◆ Reading text ◆
######

And there it is. Pro Football Focus could not see Rodgers making the correct read on those easy checkdowns with huge yards after the catch. They could not see Rodgers recognizing the defense pre-snap and getting his offense into a better play, or baiting the defense into jumping before the snap.
PFF’s grades rely on the assumption that what they see is what there is to see, and in situations where that is not the case, the grades will diverge from the reality of a player’s impact on the field. This is hardly a novel observation, and it is not meant to disparage the work they do. I merely aim to recognize their limitations. Their grades will overrate players whose greatness is visible and underrate players whose greatness is invisible.
... While Ingoring What We Don't.
This bias, sadly, is hardly contained to one site. Indeed, as our notions of colorblind suggest, it is endemic to the entire human race. Psychologist Daniel Kahneman expresses this bias in a concept he calls “What You See Is All There Is”, (or WYSIATI for short).
As an example of WYSIATI, he offers a hypothetical: he tells you that there is a leader that is both intelligent and strong, then asks if she is a good leader. Most listeners will intuitively feel that she is, though they of course know nothing about her actual leadership abilities. Indeed, had the next word Kahneman spoken been “corrupt”, listeners likely would have intuitively felt she was not a good leader.
Our minds are naturally storytellers, working tirelessly not in the pursuit of objective truth, but to fit the pieces we know together into the most compelling story possible. Recognizing that we have pieces missing reduces the impact of the story we can tell, so we rarely do so.
It follows then that, much like Pro Football Focus, we tend to be biased towards players whose greatness is easily visible. But unlike PFF, we work within much stricter constraints of what is visible. Most of us are not watching and re-watching every play, singling out each player individually. Most of us are limited to broadcast television angles, which focus almost exclusively on the movement of the ball.

######

◆ Listed entries ◆

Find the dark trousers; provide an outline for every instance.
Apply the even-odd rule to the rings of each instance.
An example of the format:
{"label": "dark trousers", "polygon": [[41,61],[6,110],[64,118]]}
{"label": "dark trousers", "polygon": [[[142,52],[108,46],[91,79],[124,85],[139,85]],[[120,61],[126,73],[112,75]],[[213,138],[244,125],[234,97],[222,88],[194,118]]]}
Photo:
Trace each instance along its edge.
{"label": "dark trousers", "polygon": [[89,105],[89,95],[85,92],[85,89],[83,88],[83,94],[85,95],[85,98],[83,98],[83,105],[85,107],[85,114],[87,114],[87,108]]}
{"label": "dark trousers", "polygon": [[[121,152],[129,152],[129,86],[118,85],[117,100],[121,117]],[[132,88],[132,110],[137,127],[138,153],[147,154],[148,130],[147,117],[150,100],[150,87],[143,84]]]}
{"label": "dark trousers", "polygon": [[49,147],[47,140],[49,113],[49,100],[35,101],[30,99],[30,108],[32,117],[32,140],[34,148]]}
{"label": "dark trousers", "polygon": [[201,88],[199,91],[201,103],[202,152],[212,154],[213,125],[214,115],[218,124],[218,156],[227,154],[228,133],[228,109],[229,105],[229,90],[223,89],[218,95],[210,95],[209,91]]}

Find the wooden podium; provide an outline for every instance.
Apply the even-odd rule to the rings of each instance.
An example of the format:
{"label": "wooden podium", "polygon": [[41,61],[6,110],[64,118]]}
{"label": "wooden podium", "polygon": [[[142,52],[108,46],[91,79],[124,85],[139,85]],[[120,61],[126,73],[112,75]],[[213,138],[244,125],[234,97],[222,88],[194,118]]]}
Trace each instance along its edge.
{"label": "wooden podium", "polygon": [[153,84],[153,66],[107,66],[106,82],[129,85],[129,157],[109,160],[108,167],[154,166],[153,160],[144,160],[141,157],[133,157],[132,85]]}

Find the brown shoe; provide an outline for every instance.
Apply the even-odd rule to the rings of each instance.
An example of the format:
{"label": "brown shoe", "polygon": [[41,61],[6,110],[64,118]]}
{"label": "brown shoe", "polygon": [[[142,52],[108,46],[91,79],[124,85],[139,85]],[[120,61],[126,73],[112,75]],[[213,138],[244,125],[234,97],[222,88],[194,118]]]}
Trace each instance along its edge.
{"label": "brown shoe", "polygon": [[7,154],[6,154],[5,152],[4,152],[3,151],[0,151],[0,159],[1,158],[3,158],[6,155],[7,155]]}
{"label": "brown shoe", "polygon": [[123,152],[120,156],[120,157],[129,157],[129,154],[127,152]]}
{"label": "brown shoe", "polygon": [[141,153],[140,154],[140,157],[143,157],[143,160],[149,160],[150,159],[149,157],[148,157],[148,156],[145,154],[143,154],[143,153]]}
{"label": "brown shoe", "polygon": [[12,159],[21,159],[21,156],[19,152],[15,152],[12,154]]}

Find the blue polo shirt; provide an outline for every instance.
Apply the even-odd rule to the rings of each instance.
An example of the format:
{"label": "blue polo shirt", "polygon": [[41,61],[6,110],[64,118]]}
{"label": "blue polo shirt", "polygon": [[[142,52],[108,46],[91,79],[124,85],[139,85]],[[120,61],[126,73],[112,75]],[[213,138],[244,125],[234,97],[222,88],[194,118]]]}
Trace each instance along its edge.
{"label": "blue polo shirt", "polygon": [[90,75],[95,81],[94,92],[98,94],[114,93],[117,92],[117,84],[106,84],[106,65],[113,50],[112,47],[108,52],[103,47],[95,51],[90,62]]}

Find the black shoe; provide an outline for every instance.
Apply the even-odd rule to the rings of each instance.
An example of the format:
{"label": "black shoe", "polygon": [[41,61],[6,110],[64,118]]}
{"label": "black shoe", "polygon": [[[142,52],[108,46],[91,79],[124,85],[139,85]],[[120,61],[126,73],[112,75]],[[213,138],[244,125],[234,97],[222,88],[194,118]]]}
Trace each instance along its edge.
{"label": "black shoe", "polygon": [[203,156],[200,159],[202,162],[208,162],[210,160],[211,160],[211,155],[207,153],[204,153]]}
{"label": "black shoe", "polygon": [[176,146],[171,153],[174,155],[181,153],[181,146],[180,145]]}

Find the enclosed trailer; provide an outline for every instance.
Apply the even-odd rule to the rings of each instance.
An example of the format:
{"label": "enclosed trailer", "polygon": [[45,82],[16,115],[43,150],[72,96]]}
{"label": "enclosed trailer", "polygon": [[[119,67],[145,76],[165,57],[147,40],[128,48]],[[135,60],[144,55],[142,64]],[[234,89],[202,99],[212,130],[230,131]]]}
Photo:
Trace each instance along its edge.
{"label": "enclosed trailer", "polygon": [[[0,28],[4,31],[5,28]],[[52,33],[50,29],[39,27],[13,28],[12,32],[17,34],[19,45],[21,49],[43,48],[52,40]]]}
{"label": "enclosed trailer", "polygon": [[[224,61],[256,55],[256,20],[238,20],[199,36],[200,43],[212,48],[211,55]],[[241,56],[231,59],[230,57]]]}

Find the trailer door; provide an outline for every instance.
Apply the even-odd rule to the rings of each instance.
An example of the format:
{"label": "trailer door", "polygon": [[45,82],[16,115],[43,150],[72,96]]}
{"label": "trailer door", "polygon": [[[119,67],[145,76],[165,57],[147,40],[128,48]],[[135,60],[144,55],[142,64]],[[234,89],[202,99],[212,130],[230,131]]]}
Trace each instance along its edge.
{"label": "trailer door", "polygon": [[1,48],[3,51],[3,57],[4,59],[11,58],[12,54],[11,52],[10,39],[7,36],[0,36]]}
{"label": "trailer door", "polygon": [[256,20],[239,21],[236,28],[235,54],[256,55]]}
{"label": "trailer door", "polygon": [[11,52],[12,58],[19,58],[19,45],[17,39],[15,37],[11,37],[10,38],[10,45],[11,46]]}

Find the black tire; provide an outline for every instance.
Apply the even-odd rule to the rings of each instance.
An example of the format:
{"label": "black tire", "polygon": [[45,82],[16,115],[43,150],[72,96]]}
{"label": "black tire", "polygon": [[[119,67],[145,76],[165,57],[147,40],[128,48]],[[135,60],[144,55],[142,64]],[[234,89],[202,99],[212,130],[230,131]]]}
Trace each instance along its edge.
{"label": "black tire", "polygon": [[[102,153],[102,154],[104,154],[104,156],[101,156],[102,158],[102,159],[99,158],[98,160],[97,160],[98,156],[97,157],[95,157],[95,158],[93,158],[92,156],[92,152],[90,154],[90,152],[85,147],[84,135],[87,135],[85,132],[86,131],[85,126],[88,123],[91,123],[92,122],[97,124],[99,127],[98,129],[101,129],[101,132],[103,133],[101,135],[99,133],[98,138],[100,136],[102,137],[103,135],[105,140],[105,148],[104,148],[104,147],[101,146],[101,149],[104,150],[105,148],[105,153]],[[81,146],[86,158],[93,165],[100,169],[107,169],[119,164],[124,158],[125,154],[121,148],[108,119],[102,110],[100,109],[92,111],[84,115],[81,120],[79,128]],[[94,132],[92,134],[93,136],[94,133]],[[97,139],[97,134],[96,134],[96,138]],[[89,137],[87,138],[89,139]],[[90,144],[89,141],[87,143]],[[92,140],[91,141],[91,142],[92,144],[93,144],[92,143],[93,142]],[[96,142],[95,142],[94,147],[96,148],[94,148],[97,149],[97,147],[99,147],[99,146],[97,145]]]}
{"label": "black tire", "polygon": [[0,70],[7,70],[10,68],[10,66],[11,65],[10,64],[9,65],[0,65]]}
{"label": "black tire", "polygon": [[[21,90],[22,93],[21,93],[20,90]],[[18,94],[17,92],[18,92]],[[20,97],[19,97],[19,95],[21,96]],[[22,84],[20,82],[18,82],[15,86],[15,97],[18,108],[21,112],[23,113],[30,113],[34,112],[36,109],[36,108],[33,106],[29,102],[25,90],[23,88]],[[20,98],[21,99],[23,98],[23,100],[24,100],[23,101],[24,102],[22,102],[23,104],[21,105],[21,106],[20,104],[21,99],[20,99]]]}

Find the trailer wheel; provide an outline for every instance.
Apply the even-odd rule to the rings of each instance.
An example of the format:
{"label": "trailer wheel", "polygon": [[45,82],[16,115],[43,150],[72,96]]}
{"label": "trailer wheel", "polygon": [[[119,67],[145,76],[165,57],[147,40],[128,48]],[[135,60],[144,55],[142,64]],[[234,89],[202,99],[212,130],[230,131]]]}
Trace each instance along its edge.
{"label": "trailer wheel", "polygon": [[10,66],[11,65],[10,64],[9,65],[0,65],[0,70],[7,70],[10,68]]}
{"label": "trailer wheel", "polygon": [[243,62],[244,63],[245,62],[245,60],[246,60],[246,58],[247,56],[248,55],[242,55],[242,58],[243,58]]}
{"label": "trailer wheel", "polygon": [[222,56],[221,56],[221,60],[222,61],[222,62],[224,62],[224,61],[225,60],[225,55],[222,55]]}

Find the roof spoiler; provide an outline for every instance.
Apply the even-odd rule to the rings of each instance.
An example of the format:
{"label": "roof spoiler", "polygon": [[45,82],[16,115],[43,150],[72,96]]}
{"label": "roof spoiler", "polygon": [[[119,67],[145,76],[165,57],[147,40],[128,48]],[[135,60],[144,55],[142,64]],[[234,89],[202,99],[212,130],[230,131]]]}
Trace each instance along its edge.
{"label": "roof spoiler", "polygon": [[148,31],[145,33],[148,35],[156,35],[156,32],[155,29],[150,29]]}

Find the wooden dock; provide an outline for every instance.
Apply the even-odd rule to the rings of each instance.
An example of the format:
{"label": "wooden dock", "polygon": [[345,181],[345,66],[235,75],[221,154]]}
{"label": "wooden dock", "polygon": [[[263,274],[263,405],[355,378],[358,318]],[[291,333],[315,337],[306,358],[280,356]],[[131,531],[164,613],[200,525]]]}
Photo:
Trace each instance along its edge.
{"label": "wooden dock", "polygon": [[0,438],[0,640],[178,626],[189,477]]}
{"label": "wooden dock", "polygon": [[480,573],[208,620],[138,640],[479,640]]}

######

◆ Your instructions ◆
Retype the passage above on football player grades from "Our minds are" to "rarely do so.".

◆ Task answer ◆
Our minds are naturally storytellers, working tirelessly not in the pursuit of objective truth, but to fit the pieces we know together into the most compelling story possible. Recognizing that we have pieces missing reduces the impact of the story we can tell, so we rarely do so.